Task objective:
Could you reproduce the entries word for word, from their very start through the line containing "column 224, row 294", with that line included? Leave the pictures out of your answer.

Material for this task:
──────────────────────────────
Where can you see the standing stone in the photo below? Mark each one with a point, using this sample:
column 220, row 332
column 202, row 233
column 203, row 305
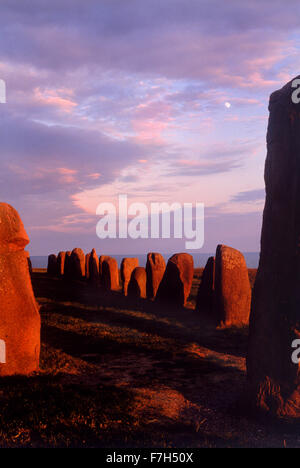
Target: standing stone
column 68, row 265
column 87, row 266
column 206, row 289
column 176, row 284
column 101, row 260
column 52, row 265
column 155, row 268
column 61, row 257
column 232, row 299
column 137, row 283
column 273, row 377
column 127, row 267
column 29, row 262
column 93, row 267
column 77, row 264
column 19, row 314
column 110, row 274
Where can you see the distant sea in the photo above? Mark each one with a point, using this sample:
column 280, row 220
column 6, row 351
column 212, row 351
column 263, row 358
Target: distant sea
column 200, row 259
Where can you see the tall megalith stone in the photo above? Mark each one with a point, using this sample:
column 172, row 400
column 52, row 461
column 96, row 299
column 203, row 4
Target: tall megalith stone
column 19, row 313
column 127, row 267
column 206, row 289
column 176, row 284
column 232, row 292
column 155, row 268
column 273, row 377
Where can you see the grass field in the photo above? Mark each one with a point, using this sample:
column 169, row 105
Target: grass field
column 118, row 373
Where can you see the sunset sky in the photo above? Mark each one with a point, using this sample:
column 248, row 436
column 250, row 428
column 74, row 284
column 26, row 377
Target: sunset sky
column 162, row 100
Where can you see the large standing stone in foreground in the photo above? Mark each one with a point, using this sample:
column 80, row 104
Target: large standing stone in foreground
column 127, row 267
column 206, row 289
column 93, row 267
column 61, row 257
column 137, row 283
column 110, row 274
column 52, row 265
column 176, row 284
column 19, row 314
column 232, row 299
column 155, row 268
column 77, row 264
column 273, row 377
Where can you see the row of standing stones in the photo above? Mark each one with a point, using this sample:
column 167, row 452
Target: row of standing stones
column 273, row 378
column 171, row 283
column 224, row 294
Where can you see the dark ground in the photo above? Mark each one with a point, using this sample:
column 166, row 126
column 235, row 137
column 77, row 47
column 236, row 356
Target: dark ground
column 117, row 373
──────────────────────────────
Output of the task:
Where can you see the standing stone in the photo below? Mark each one with a point, using this sample:
column 220, row 332
column 202, row 233
column 203, row 305
Target: standing stone
column 68, row 265
column 87, row 266
column 206, row 289
column 176, row 284
column 101, row 260
column 52, row 265
column 155, row 268
column 61, row 257
column 232, row 299
column 137, row 283
column 273, row 377
column 127, row 267
column 29, row 262
column 93, row 267
column 77, row 264
column 19, row 314
column 110, row 274
Where can you see the distant sea in the photo above? Mark each one with a point, using this sample:
column 280, row 220
column 6, row 351
column 212, row 351
column 263, row 358
Target: distant sea
column 200, row 259
Where can you see the tall megalith stone in the photo above? Mark each one with a point, using this sample:
column 172, row 400
column 52, row 461
column 96, row 299
column 203, row 4
Target: tall megalith stone
column 19, row 313
column 127, row 267
column 206, row 289
column 176, row 284
column 232, row 292
column 155, row 268
column 273, row 377
Where can you see the grass field in the photo above? Mark each one with a point, using this sample:
column 169, row 105
Target: grass field
column 118, row 373
Where can you see the sunset sky in the photo above? Mark each one with a point, using this sample:
column 248, row 436
column 250, row 428
column 74, row 284
column 26, row 377
Target: sunset sky
column 162, row 100
Where can you see the large standing stone in foreground in the photo above? Mark each one with a point, using this sample:
column 80, row 104
Target: large standing stone in foreground
column 127, row 267
column 206, row 289
column 93, row 267
column 61, row 257
column 137, row 283
column 110, row 274
column 52, row 265
column 176, row 284
column 19, row 314
column 232, row 299
column 155, row 268
column 77, row 264
column 273, row 377
Where can you see the row of standing stones in the photo above? Mark each one with a point, using this sample:
column 167, row 452
Target: row of standing stones
column 273, row 378
column 171, row 283
column 224, row 294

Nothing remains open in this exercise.